:: Page excerpt

Have you ever wondered what it would be like to try a completely different career? To be able to design a roadmap that led you down a path you’d always wanted to try? This October, I had a chance to sit down with Bill Burnett, co-author of the newly published book Designing Your Life: How to Build a Well-Lived, Joyful Life. With this book, Bill and his co-author Dave Evans hope to give people of all ages a toolkit for doing exactly that.
Bill teaches a class of the same name—often abbreviated DYL—at Stanford, along with his co-author Dave Evans (Bill and I also teach together at Stanford, the senior capstone product design class Implementation). The DYL class, which began as a way for students in the design program to explore life after graduation, evolved into a curriculum that teaches anyone to apply design methodologies to life and career goals, and became the most popular elective class at Stanford.
A big part of the reason students come to Bill and Dave’s class, and adults come to their workshops, is that they are feeling stuck: as students, they headed down the path that was expected of them and found they don’t like it, or as mid-career adults they are in a high-paying job that they hate.
Related: How to get over imposter syndrome
The techniques outlined in the DYL class, and in the book, are meant to get you unstuck. To do this, they borrow some techniques from design thinking, including ideating (coming up with a lot of ideas) and prototyping (testing those ideas in a way that uses a minimum of time and resources to answer critical questions).
In this excerpt from our interview with Bill, we focus on the technique of “prototyping your life.” I’ll jump in from time to time to clarify things. You can also listen to the full interview here.
Bill Burnett: There are lots of ways to prototype your life. Classically, we call it a prototype interview, but it’s meant to find somebody that you’re really curious to learn more about. Don’t ask them for a job or anything, that’s crazy, just go find out their story. Ask them for their story. The future is already here and it is unevenly distributed. There’s somebody who’s doing what you think would be the perfect thing to do, they’re already doing it.
If you ask them for 30 minutes and a cup of coffee, they’ll probably tell you their story. You can prototype your way into these experiences by just having those conversations. I just had a student…you remember Brogan?
Eli Woolery: Brogan was a student of ours in Implementation who came up with a great project to open-source DIY learning projects for high-school students, and went on to become the Program Director for the Transformative Learning Technologies Lab at Stanford where he continued the work of making design and manufacturing accessible to students. He came to Bill when he decided that he wanted to move away from academia to a startup.
Bill: He worked at a bunch of labs around here, but he hadn’t had any practical experience yet. That’s not his real name by the way*. He wanted to get going as a designer, but, of course, the classic problem is I’m coming out of school, I don’t have experience, everybody wants 3 years of experience, or 5 years of experience.
Eli: *Yes, it is… we have permission to use his story here 🙂
Bill: I said, “Instead of asking people for a job do this: go tell them you’re working on a project for school, and get names of engineering managers off the alumni list, and ask them what’s their hardest problem. What’s the hardest problem you face? Of course they’d say recruiting, or finding good people, or working on difficult technical problems, or schedules, or resources. In that conversation they’re probably going to tell you about a problem. Offer to solve it.”
“The world really responds to curious people.”
He had 5 of these information interviews. Three guys had mentioned something and he said, “Well, would you mind if I took a whack at that? I can design that.” He came back with 3 designs. One guy said, “That’s great,” but the conversation didn’t go any farther.

::::

Requests —
A – In the interview excerpt on designing your life, what does Bill tell Brogan to ask the engineering managers he finds on the alumni list?
B – Continue the interview excerpt on designing your life from its final sentence.

:: Listed entries

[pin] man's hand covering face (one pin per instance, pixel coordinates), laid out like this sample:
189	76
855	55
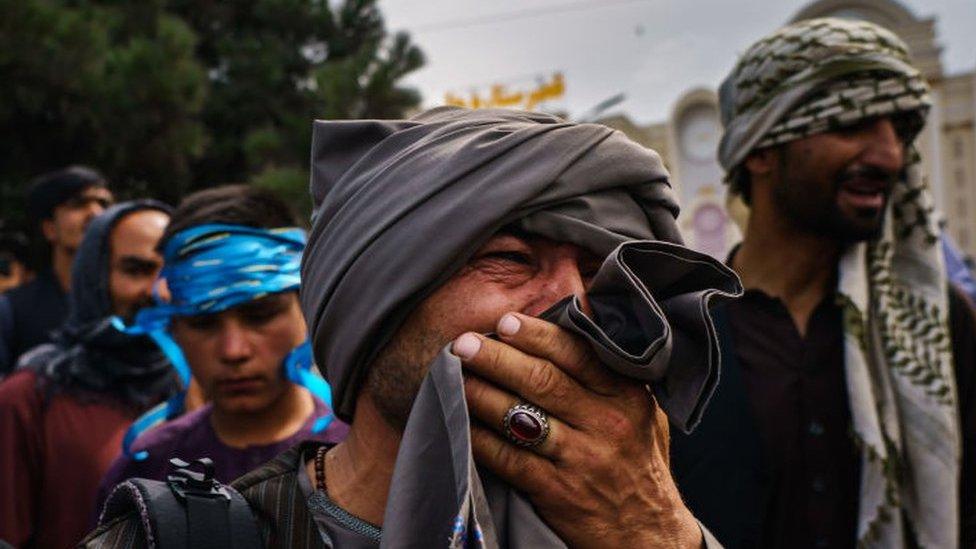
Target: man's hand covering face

::::
:: Listed entries

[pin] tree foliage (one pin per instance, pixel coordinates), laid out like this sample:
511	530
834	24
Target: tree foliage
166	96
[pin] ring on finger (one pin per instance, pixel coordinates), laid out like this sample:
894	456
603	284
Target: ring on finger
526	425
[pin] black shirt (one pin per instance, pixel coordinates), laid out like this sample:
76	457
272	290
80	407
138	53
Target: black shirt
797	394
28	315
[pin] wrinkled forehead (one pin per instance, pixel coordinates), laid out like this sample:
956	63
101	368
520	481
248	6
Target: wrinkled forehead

::::
:: Listed entries

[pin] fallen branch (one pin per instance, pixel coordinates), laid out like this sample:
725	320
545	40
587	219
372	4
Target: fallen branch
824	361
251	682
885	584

::::

Responses in order —
A – What their hardest problem is.

B –
The other 2 guys offered him positions, and he took one. [Eli: One position was as a consultant, the other a full-time job] He didn’t take the full-time job, he took the consulting gig because they were a more interesting company. Then after a couple of months of consulting they just say, “We’ve got to hire you.”
Re-framing the problem: is it about my needing the job, or is about you having a problem? It’s always about the guy with the money.
Eli: Reframing the problem is another important component of design thinking, in the define phase of the process.
Reframing is how designers get unstuck. Reframing also makes sure that we are working on the right problem. Life design involves key reframes that allow you to step back, examine your biases, and open up new solution spaces. Throughout the book, we will be reframing dysfunctional beliefs that prevent people from finding the careers and the lives that they want. Reframing is essential to finding the right problems and the right solutions.
–Designing Your Life book excerpt: Reframe Problems
Bill: He’s got a problem, what’s his problem? People will love to tell you their problems. [Brogan] prototypes his way into that with experiences. Then he built examples of his work for them to see, all for free. Not knowing what’s going to happen. Out of that ended up with a great job.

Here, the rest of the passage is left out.